4.2. Cultural Impact

As previously mentioned, Crypton Future Media’s Character vocal series of Vocaloid software was a breakthrough success, and the sales numbers it achieved also meant that a lot of music was produced using the software. The key element for the Vocaloid phenomenon was Japanese YouTube equivalent Nico Nico Douga (nicovideo.jp). The copyright and monetary concerns of Vocaloid products will be discussed later on, but in the initial phase Vocaloid songs were created by indie producers and released free of charge on Nicovideo, encouraging people who like the music to create derivative works based on the songs. Remixes and in particular artwork and videos featuring the Vocaloid characters started surfacing rapidly, and now a search for Vocaloid or Hatsune Miku either on YouTube or Nicovideo will give hundreds of thousands of results.

However, some artists have managed to use the Vocaloid software as a jumpstart to actual mainstream success, the most significant of these being a j-pop group called Supercell. Supercell features a musician called of Ryo and a group of artists who provide supporting imagery and videos for the songs. In late 2007 Ryo uploaded his song “Melt” on Niconico and it became a huge hit, and has so far generated nearly 7 million views [18]. After several more Niconico hits and an independent album release, Supercell signed a contract with Sony Music and their 2009 self-titled debut album with Hatsune Miku providing vocals for all songs peaked as number four on the Japanese Oricon albums sales chart, with 56,000 albums being sold in the first week [19]. Currently, in the spring of 2011, Supercell is working on their follow-up album “Today Is a Beautiful Day” with an actual human singer. [20]

Everyone obviously does not have a chance at signing with Sony Music. To assist musicians who utilize Vocaloids commercially, Crypton Future Media also runs a record label called KarenT, through which songs are distributed globally for example on iTunes and AmazonMP3. [21] A search in the Finnish iTunes store for Hatsune Miku returns nearly a thousand results, mainly from KarenT.

┄┄┄┄┄┄

REQUEST A: Copy out the Vocaloid text in full, word for word.
The Vocaloid text and the records come from separate, unrelated sources.

┄┄┄┄┄┄

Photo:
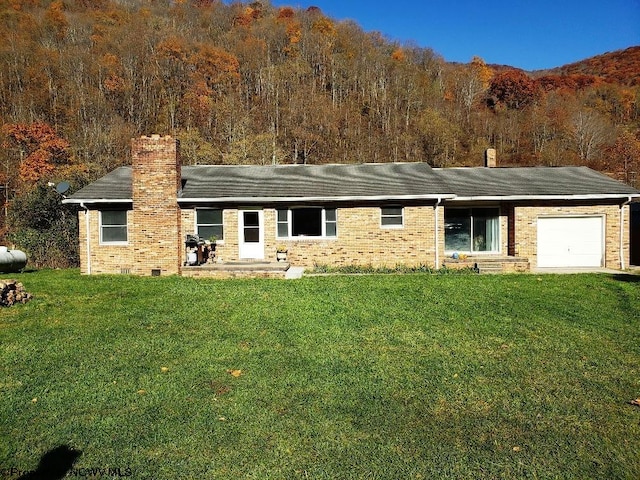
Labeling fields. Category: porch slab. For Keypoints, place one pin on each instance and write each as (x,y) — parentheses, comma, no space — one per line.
(248,269)
(490,263)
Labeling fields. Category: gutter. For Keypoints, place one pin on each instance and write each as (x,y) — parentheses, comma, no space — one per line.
(244,200)
(87,232)
(496,198)
(622,205)
(69,201)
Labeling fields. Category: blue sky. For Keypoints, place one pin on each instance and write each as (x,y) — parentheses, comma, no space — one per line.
(531,35)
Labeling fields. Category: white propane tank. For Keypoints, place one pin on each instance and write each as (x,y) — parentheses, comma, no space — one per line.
(12,261)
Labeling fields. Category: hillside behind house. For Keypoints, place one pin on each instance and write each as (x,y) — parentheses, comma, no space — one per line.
(251,83)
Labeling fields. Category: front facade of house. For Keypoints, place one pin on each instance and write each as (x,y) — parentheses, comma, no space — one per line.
(141,219)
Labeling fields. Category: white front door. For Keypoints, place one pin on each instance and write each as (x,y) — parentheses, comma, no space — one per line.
(570,241)
(251,234)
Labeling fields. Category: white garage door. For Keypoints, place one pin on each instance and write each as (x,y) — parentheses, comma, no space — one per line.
(570,241)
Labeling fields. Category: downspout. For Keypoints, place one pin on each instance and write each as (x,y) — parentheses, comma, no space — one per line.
(622,266)
(87,225)
(435,209)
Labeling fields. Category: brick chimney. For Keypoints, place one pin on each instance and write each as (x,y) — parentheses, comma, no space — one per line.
(490,158)
(156,181)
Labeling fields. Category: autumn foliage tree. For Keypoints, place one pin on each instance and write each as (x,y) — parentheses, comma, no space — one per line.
(513,88)
(36,219)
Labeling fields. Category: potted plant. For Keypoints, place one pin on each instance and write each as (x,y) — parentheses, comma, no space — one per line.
(281,253)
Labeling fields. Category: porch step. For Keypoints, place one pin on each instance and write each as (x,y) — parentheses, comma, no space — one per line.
(238,269)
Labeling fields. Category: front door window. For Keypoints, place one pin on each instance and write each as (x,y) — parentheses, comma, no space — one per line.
(251,234)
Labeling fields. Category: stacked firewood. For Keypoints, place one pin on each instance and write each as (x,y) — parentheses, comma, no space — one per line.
(12,292)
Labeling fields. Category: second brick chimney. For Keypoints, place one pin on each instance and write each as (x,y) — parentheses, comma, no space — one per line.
(490,158)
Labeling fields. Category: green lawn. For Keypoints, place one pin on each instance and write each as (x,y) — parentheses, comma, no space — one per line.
(381,376)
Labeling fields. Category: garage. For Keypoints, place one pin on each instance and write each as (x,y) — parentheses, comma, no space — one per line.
(570,241)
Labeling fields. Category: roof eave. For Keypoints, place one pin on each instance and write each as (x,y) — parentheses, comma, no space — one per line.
(312,199)
(79,201)
(495,198)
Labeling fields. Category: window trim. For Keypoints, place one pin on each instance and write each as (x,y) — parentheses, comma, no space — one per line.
(471,251)
(383,217)
(289,224)
(197,225)
(102,226)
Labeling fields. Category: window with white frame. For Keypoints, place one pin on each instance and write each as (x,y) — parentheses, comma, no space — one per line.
(113,226)
(472,229)
(392,217)
(209,225)
(306,222)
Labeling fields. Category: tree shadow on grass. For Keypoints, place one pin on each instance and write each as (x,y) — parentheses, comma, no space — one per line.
(54,464)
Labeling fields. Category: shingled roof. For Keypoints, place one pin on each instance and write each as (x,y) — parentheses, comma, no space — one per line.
(382,181)
(531,182)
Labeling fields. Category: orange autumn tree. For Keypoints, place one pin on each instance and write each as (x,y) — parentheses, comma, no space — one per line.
(36,220)
(38,148)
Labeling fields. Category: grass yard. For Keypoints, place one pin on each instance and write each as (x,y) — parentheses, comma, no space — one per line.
(337,377)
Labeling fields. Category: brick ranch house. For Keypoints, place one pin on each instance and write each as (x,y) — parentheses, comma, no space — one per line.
(151,218)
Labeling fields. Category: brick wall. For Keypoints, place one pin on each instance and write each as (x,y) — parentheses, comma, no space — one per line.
(102,258)
(360,240)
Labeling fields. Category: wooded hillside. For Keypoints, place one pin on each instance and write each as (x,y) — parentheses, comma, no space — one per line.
(252,83)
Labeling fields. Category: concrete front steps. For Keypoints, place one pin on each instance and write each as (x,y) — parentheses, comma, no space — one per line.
(243,269)
(490,263)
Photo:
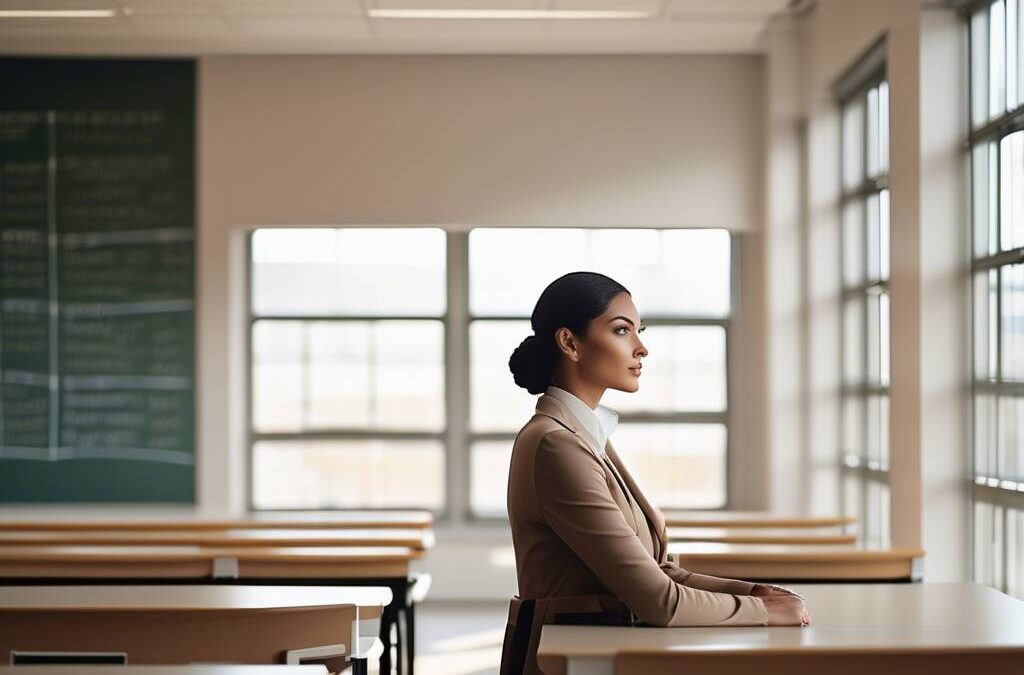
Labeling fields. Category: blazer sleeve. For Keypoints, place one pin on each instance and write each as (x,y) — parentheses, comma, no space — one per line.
(706,582)
(574,500)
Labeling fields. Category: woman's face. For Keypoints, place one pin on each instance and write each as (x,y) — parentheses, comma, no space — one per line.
(611,353)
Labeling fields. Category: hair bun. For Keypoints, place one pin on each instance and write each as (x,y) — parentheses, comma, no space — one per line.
(528,366)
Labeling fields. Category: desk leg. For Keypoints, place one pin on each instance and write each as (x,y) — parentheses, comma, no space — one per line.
(399,640)
(411,636)
(385,661)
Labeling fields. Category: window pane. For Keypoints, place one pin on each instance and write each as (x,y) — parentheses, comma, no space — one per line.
(884,127)
(985,324)
(1012,190)
(853,502)
(984,559)
(853,341)
(1013,97)
(678,465)
(684,371)
(1011,438)
(872,131)
(497,403)
(853,427)
(884,235)
(853,243)
(496,256)
(984,435)
(877,515)
(488,461)
(996,59)
(853,142)
(984,195)
(317,375)
(372,473)
(878,339)
(692,276)
(873,238)
(671,271)
(351,271)
(878,432)
(1012,323)
(1015,552)
(979,68)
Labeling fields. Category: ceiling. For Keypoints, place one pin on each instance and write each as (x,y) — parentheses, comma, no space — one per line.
(303,27)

┄┄┄┄┄┄

REQUEST B: Display each line of the records that contains the word "roof".

EXERCISE OUTPUT A:
4.2. Cultural Impact

As previously mentioned, Crypton Future Media’s Character vocal series of Vocaloid software was a breakthrough success, and the sales numbers it achieved also meant that a lot of music was produced using the software. The key element for the Vocaloid phenomenon was Japanese YouTube equivalent Nico Nico Douga (nicovideo.jp). The copyright and monetary concerns of Vocaloid products will be discussed later on, but in the initial phase Vocaloid songs were created by indie producers and released free of charge on Nicovideo, encouraging people who like the music to create derivative works based on the songs. Remixes and in particular artwork and videos featuring the Vocaloid characters started surfacing rapidly, and now a search for Vocaloid or Hatsune Miku either on YouTube or Nicovideo will give hundreds of thousands of results.

However, some artists have managed to use the Vocaloid software as a jumpstart to actual mainstream success, the most significant of these being a j-pop group called Supercell. Supercell features a musician called of Ryo and a group of artists who provide supporting imagery and videos for the songs. In late 2007 Ryo uploaded his song “Melt” on Niconico and it became a huge hit, and has so far generated nearly 7 million views [18]. After several more Niconico hits and an independent album release, Supercell signed a contract with Sony Music and their 2009 self-titled debut album with Hatsune Miku providing vocals for all songs peaked as number four on the Japanese Oricon albums sales chart, with 56,000 albums being sold in the first week [19]. Currently, in the spring of 2011, Supercell is working on their follow-up album “Today Is a Beautiful Day” with an actual human singer. [20]

Everyone obviously does not have a chance at signing with Sony Music. To assist musicians who utilize Vocaloids commercially, Crypton Future Media also runs a record label called KarenT, through which songs are distributed globally for example on iTunes and AmazonMP3. [21] A search in the Finnish iTunes store for Hatsune Miku returns nearly a thousand results, mainly from KarenT.

EXERCISE OUTPUT B:
Labeling fields. Category: roof eave. For Keypoints, place one pin on each instance and write each as (x,y) — parentheses, comma, no space — one per line.
Labeling fields. Category: shingled roof. For Keypoints, place one pin on each instance and write each as (x,y) — parentheses, comma, no space — one per line.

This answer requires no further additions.